Image location labeling entries:

******************************

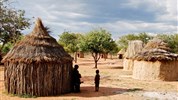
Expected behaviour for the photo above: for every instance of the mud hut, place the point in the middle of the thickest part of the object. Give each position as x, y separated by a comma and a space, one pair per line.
121, 53
80, 54
133, 48
156, 62
37, 65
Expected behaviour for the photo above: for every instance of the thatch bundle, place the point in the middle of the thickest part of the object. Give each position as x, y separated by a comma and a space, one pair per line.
133, 48
38, 65
155, 50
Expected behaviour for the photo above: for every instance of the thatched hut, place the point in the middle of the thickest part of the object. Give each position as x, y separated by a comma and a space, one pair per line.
37, 65
134, 47
121, 53
155, 62
80, 54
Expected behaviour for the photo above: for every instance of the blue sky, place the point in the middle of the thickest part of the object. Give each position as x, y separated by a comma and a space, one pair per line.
119, 17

******************************

* _Exercise task_
Starting with the line containing "thatch bundle, place" and going on through the last line of the material, write out every line again, requests included. Multiply each coordinate in the answers by 0.45 and round it to a whole number, with halves rounded up.

* _In response_
Expected behaviour for the photo above: for every instance of the thatch bundle, place the point in the middle of the thickest part of the object. Give each position as x, y separated by a comma and a space, one pair per line.
60, 22
17, 29
70, 23
Expected behaviour for the photo above: for every instance of the thatched hut, place the point in the middle of the thickest part of the object. Give each position as x, y separated by a comma and a space, one pair per line.
17, 29
60, 21
54, 24
70, 28
36, 24
Expected behaviour for the photo above: for every instance of the blue sky, place the point in the middle of the thickest part of the object. Give each position as x, y separated by a comma and a space, one pair per line.
54, 8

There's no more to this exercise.